• [SELECTED TEXT]:

*** Block opens ***

Despite the massive consolidation, Tyrrell argues that market forces outside of Atlantic City present a much greater threat to property survival than the merger itself.

“Each of the properties in the current Caesars Entertainment portfolio in Atlantic City has a unique brand and target market,” Tyrrell said. “As long as they are making a profit, it is not a given that any one casino will close because of the acquisition. The biggest threat to a possible casino closure at this time is the potential impact of New York casinos and the possibility of North Jersey casinos.”

For consumers, typical corporate consolidation often triggers fears of spiked hotel rates and slashed promotional perks. However, Tyrrell emphasizes that Atlantic City no longer operates in a vacuum, forcing the new conglomerate to keep consumer incentives sharp.

*** Block closes ***

• [SUPPLIED RECORDS]:
*** Block opens ***

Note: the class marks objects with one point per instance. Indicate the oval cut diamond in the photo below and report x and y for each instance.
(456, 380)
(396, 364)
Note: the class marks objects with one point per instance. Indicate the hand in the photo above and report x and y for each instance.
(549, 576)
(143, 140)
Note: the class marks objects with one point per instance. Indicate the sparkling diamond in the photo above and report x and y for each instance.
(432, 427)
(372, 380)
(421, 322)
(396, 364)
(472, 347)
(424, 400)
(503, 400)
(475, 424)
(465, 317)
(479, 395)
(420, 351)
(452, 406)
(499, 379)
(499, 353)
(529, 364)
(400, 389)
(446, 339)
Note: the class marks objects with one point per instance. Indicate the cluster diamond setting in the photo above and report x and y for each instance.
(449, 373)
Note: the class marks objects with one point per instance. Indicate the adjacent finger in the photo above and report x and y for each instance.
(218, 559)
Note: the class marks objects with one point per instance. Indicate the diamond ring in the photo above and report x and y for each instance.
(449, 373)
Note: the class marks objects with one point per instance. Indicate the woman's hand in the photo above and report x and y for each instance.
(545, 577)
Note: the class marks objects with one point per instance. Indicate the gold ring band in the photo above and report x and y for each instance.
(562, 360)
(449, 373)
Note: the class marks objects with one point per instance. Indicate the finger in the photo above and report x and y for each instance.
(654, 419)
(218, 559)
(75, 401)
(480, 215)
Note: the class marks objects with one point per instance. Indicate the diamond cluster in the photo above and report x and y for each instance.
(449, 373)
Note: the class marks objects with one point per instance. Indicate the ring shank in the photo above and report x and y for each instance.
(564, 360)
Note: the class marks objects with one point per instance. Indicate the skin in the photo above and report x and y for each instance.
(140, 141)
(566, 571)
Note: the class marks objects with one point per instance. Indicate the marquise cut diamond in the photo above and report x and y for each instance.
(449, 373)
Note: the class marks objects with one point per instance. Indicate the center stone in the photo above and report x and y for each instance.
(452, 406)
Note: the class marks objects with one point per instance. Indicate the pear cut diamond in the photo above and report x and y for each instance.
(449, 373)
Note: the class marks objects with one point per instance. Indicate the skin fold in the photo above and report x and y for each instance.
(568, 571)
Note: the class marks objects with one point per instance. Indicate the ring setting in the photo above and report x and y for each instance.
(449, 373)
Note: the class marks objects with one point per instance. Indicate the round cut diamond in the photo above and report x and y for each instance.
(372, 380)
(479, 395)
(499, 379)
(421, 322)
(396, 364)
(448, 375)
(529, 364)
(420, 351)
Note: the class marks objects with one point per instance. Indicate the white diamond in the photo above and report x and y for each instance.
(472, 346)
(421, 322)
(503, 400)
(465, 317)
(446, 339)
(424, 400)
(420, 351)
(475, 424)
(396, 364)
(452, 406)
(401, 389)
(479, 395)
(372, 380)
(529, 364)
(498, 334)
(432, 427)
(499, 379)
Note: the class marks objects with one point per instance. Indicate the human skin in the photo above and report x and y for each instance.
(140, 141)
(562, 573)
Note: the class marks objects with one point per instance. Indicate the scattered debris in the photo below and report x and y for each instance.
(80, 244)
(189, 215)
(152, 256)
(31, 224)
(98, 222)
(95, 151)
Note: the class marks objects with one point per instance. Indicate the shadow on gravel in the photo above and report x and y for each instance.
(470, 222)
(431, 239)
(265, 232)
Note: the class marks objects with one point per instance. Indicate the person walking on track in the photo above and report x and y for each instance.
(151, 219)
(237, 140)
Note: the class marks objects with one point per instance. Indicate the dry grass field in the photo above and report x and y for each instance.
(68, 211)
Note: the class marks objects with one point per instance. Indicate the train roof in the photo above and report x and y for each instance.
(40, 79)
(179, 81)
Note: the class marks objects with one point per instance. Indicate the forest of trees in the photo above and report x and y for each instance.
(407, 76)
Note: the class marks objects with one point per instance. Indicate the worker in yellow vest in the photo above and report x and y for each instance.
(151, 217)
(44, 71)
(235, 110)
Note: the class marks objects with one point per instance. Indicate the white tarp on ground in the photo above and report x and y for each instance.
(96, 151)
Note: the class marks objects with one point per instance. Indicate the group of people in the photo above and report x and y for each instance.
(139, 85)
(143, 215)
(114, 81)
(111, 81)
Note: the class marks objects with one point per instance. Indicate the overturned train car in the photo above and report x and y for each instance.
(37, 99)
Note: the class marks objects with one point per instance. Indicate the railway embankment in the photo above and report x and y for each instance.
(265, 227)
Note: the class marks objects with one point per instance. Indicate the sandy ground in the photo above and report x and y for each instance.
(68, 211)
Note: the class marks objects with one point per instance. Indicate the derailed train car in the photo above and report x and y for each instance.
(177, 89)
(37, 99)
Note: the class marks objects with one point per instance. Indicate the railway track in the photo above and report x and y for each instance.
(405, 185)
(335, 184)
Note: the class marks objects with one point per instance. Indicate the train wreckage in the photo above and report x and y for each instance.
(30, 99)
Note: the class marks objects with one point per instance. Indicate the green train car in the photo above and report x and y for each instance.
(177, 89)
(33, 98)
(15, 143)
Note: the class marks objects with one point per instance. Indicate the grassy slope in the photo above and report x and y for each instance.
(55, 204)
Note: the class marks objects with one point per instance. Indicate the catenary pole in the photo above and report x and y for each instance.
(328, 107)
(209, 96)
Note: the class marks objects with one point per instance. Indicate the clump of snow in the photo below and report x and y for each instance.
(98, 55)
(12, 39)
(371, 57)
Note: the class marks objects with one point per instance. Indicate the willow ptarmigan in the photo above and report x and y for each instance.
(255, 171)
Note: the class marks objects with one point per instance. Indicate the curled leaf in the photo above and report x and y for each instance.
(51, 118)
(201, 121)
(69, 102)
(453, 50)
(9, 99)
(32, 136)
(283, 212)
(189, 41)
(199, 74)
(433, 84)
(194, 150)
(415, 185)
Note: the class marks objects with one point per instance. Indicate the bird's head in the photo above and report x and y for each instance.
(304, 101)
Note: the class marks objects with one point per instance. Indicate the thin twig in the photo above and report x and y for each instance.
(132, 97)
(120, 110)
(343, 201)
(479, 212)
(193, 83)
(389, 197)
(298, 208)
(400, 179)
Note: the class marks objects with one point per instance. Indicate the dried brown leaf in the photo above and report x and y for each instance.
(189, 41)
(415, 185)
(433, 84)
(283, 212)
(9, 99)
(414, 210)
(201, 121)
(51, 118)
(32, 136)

*** Block closes ***

• [GOAL OF THE EXERCISE]: Continue the Atlantic City casino merger article after its last sentence. The material comes from a different source than the text.

• [OUTPUT OF THE TASK]:
Because Atlantic City aggressively competes for regional market share with gaming destinations in Pennsylvania, Maryland, New York, and Delaware, the combined Fertitta-Caesars entity cannot simply lower promotional offers or raise consumer prices without bleeding patrons to neighboring states.

Mergers routinely trigger fears of mass layoffs, but Tyrrell notes the operational realities of the hospitality sector offer a safety net for most rank-and-file casino employees.

“Whenever two companies merge, there are often efficiencies that can be gained by consolidating positions at the highest levels of management,” Tyrrell concluded. “However, front-line employees are the least likely to be consolidated.”